§ **What to work on**: Please write out all of the data below line for line, without changing anything.

§ **Supplied material**:
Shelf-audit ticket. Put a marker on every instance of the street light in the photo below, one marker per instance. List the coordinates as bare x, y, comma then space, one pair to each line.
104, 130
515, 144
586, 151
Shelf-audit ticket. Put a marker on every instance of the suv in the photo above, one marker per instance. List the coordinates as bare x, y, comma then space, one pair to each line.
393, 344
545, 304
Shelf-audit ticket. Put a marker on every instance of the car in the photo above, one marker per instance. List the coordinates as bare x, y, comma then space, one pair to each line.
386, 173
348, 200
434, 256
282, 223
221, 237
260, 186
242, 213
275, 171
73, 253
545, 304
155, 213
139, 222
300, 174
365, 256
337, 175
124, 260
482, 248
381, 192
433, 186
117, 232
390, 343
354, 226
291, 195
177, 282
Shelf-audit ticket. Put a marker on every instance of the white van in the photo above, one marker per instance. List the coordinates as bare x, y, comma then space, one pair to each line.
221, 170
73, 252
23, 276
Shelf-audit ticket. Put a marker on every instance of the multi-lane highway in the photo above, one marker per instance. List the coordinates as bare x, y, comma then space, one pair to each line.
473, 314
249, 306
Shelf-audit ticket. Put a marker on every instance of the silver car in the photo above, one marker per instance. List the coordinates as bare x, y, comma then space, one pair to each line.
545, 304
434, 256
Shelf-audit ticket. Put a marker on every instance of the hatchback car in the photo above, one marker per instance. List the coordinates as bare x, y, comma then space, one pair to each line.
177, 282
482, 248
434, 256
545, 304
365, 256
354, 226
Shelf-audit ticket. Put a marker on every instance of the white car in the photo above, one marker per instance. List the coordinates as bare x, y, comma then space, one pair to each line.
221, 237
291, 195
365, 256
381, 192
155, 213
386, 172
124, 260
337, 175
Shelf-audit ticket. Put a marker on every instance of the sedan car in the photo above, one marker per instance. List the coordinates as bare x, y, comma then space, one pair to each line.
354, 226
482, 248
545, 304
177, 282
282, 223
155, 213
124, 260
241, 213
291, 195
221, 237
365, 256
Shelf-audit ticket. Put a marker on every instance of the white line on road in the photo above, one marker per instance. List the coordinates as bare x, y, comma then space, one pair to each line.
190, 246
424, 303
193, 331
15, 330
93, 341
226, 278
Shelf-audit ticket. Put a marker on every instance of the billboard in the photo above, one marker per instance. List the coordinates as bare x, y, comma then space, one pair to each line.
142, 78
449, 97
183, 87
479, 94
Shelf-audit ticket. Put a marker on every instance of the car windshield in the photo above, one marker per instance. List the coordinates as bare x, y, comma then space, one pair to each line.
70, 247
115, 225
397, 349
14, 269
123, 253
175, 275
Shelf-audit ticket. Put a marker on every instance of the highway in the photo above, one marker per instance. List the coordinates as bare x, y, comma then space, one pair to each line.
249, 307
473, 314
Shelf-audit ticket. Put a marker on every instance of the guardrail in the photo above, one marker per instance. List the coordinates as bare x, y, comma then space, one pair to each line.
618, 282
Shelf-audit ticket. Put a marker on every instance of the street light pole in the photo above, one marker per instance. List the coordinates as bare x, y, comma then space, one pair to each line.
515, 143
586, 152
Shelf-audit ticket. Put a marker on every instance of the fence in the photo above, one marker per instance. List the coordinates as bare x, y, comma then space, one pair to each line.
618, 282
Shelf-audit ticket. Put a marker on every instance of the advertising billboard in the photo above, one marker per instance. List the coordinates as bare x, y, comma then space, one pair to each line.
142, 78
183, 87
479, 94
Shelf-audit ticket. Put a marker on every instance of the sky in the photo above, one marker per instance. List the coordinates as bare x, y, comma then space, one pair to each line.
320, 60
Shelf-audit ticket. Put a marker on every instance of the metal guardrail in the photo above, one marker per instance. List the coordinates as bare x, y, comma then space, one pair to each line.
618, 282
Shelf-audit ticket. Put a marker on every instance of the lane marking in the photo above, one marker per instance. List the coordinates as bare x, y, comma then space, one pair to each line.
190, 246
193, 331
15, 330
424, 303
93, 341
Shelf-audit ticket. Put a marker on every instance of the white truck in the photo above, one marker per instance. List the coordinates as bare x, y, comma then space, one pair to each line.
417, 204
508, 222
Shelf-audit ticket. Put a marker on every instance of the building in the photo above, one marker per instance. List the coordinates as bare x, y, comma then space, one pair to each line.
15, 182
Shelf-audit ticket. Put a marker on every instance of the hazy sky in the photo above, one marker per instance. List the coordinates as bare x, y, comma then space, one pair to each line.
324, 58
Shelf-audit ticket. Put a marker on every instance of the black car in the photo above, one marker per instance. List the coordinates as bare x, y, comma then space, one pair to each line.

§ **Exercise response**:
Shelf-audit ticket. Put a marker on every instance of the street light in the photo below, one marker per instance. List the coordinates as bare x, y, comma then space, one pair to each line.
104, 130
515, 144
586, 151
Shelf-audit ticket. Put a marker on every instance of the suv in the photo above, one marker per instance. List the coordinates as bare x, y, comma then space, one pair to each line.
393, 344
545, 304
Shelf-audit ticket. Put a marker on every instance of the car in the photo above, one marker per instance. List the coordinates as bare x, y, comma then space, one pair to each line.
386, 173
348, 200
434, 256
282, 223
221, 237
260, 186
242, 213
275, 171
73, 253
545, 304
155, 213
139, 222
300, 174
365, 256
337, 175
124, 260
482, 248
381, 192
433, 186
117, 232
390, 343
354, 226
291, 195
177, 282
Shelf-audit ticket. Put a marker on every instance of the white van in the photo above, one marker per instance. List the coordinates as bare x, y, comma then space, one pair to each line.
221, 170
73, 252
23, 276
Shelf-audit ticket. Put a marker on every instance of the multi-lane highway in the photo above, one marker per instance. List the coordinates as bare x, y, comma then space, one pair to each line.
473, 314
249, 306
Shelf-audit ticket. Put a marker on every instance of the silver car in the photo above, one marker per instance. List the coordinates as bare x, y, comma then space, one pair to each line.
545, 304
434, 256
Shelf-audit ticket. Put a marker on every instance of the hatchback car in the photo above, one marker per instance. List the coordinates as bare x, y, comma then space, one pair to each line.
177, 282
482, 248
434, 256
545, 304
365, 256
354, 226
Shelf-audit ticket. Put a marker on every instance of the white car in the photo above, one marker per instance. List the coordinates as bare x, y, comma then space, one pair to each line.
221, 237
291, 195
365, 256
381, 192
155, 213
386, 172
124, 260
337, 175
Shelf-audit ticket. Put a marker on every instance of the sedan car in the photo above, one marker per instance. List the coordinates as bare x, y, comma then space, one pair to each line.
354, 226
482, 248
545, 304
177, 282
282, 223
155, 213
124, 260
241, 213
291, 195
221, 237
365, 256
Shelf-audit ticket. Put a marker on every instance of the white line on road in the photo above, one marker per instance. List the coordinates as bare x, y, comma then space, one pair to each line.
190, 246
424, 303
193, 331
15, 330
93, 341
226, 278
Shelf-audit ticket. Put a marker on every instance of the billboard in the photo above, one marker per instance. List the coordinates as bare x, y, comma then space, one pair to each line.
142, 78
449, 97
183, 87
479, 94
Shelf-audit ticket. Put a marker on every instance of the car windshield in the photo above, one marker per instance. List the coordinates as bare x, y, comma then space, one pair to each line.
70, 247
115, 225
397, 349
14, 269
123, 253
175, 275
Shelf-audit ticket. Put a marker on every instance of the highway in the photo above, one marker per instance. List the coordinates as bare x, y, comma then space, one pair to each line.
249, 307
473, 314
Shelf-audit ticket. Put a marker on every instance of the guardrail in the photo above, one marker per instance. List the coordinates as bare x, y, comma then space, one pair to each line.
618, 282
Shelf-audit ticket. Put a marker on every instance of the street light pole in the photo above, one marker per instance. List the coordinates as bare x, y, comma then space, one pair to each line.
515, 143
586, 152
Shelf-audit ticket. Put a marker on every instance of the fence in the photo above, one marker per instance. List the coordinates as bare x, y, comma then space, one pair to each line.
618, 282
Shelf-audit ticket. Put a marker on every instance of the advertising billboard in the photo above, one marker per instance. List the coordinates as bare x, y, comma then space, one pair to each line.
142, 78
183, 87
479, 94
Shelf-audit ticket. Put a marker on every instance of the sky in the photo above, one marker per instance. List the coordinates as bare x, y, comma then space, one pair to each line.
320, 60
Shelf-audit ticket. Put a marker on every instance of the metal guardrail in the photo above, one marker per instance. List the coordinates as bare x, y, comma then space, one pair to each line.
618, 282
Shelf-audit ticket. Put a marker on every instance of the lane marking in the photo above, one marker per instance. List the coordinates as bare x, y, comma then space, one pair to each line.
190, 246
193, 331
15, 330
424, 303
93, 341
Shelf-audit ticket. Put a marker on every instance of the white truck in the photo above, one marker per instance. List the coordinates as bare x, y, comma then space, one pair to each line.
417, 204
508, 222
Shelf-audit ticket. Put a marker on every instance of the building in the photo above, one marker per instance. List the coordinates as bare x, y, comma then space, one pair to each line.
15, 182
Shelf-audit ticket. Put a marker on every instance of the hazy sky in the photo above, one marker per instance. List the coordinates as bare x, y, comma then space, one pair to each line.
324, 58
Shelf-audit ticket. Put a marker on every instance of the black car in the photo above, one marker per instance. List the coordinates as bare x, y, comma then space, one pair to each line.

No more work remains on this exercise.